Try it: Only the text of the entries below should appear in your exact transcription; leave out every picture.

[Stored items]
----------------
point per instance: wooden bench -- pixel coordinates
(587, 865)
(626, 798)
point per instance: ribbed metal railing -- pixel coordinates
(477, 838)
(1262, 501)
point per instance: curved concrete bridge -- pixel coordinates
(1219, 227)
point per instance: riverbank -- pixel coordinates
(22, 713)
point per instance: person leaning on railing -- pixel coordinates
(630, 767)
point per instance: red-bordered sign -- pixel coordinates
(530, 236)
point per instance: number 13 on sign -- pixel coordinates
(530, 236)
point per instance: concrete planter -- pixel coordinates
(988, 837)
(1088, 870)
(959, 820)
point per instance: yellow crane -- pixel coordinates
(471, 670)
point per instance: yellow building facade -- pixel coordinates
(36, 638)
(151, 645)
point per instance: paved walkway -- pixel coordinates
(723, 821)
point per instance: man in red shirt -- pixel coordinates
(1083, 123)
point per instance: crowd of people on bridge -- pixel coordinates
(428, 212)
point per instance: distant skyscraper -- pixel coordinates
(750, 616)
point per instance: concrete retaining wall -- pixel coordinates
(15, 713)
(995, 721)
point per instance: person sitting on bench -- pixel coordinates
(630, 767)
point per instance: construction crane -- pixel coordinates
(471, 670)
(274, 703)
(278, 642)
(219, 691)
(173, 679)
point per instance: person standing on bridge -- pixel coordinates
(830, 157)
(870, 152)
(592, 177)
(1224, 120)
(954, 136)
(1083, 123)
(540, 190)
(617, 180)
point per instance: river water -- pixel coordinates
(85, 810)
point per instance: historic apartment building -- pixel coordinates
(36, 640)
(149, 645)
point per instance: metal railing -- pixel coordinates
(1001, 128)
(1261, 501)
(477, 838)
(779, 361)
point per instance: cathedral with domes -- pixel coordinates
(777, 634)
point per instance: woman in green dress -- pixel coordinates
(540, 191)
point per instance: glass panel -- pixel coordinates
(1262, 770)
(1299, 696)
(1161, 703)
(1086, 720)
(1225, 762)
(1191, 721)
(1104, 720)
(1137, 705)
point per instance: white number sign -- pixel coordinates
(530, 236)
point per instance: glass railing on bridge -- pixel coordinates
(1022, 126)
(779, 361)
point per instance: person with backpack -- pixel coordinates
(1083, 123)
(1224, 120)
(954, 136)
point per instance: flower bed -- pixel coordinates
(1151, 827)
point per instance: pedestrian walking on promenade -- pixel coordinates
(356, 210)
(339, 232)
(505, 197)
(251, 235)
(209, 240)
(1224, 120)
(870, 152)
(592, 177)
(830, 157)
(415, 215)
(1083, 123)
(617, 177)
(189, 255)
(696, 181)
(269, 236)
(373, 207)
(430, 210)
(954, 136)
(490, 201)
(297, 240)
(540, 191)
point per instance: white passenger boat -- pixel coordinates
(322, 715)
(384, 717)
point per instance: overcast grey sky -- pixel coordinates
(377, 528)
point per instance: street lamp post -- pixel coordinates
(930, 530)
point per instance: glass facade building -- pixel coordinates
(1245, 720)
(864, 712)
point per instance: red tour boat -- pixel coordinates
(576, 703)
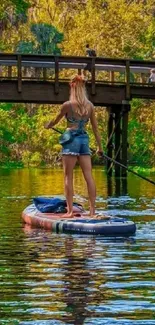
----------------
Response to this exercise:
point per instance: wooden bench -- pixel coordinates
(587, 865)
(626, 798)
point per instance: ribbed metal railing -- pixel coordinates
(477, 838)
(1262, 501)
point per instance: curved concrete bridge -- pixel coordinates
(1219, 227)
point per instance: riverbank -- pixel coordinates
(22, 713)
point per instance: person leaning on railing -- pixel coordinates
(630, 767)
point per instance: red-bordered sign -- pixel coordinates
(530, 236)
point per instance: number 13 on sign -- pixel coordinates
(530, 236)
point per instance: concrete planter -- pixel coordinates
(988, 837)
(1088, 870)
(959, 820)
point per instance: yellow crane -- pixel coordinates
(471, 670)
point per instance: yellow building facade -- pixel coordinates
(36, 638)
(151, 645)
point per instance: paved walkway -- pixel coordinates
(723, 821)
point per instance: man in red shirt -- pixel coordinates
(1083, 123)
point per instance: crowd of people on bridge -- pixel coordinates
(428, 212)
point per instance: distant skyscraper -- pixel coordinates
(750, 616)
point per instance: concrete retaining wall -- pixel coordinates
(15, 713)
(995, 721)
point per instance: person sitting on bench -- pixel coordinates
(630, 767)
point per instance: construction crane -- pixel coordinates
(471, 670)
(274, 703)
(278, 642)
(219, 691)
(173, 679)
point per instance: person standing on bridge -- pixel coordinates
(830, 157)
(870, 152)
(592, 177)
(1224, 120)
(954, 136)
(1083, 123)
(540, 190)
(617, 180)
point per instance: river water -- pixel coordinates
(85, 810)
point per instance: historic apartment building -- pixel coordinates
(36, 640)
(149, 645)
point per instance: metal railing -- pixel coordinates
(1001, 128)
(1261, 501)
(477, 838)
(779, 361)
point per instance: cathedral with domes -- pixel coordinates
(777, 634)
point per instance: woman in green dress -- pixel coordinates
(540, 191)
point per instance: glass panel -- pixel coordinates
(1262, 770)
(1299, 696)
(1161, 703)
(1086, 720)
(1225, 762)
(1191, 721)
(1104, 720)
(1137, 705)
point per instance: white number sign -- pixel coordinates
(530, 236)
point per instance: glass railing on bridge -- pixel coordinates
(1022, 126)
(779, 361)
point per instance: person with backpack -- pixel coordinates
(1083, 123)
(1224, 120)
(954, 136)
point per instance: flower bed -- pixel coordinates
(1151, 827)
point per instance: pedestrian walking on promenade -- pixel coordinates
(356, 210)
(339, 232)
(505, 197)
(251, 235)
(209, 240)
(1224, 120)
(870, 152)
(592, 177)
(830, 157)
(415, 215)
(1083, 123)
(617, 177)
(189, 255)
(696, 181)
(269, 236)
(373, 207)
(430, 210)
(954, 136)
(490, 201)
(297, 240)
(540, 191)
point per instance: white passenger boat -- pixel coordinates
(322, 715)
(384, 717)
point per instance: overcast grey sky -- pixel coordinates
(377, 528)
point per instance: street lamp post -- pixel coordinates
(930, 530)
point per instance: glass facade building -- pixel coordinates
(1245, 720)
(864, 712)
point per instance: red tour boat -- pixel coordinates
(576, 703)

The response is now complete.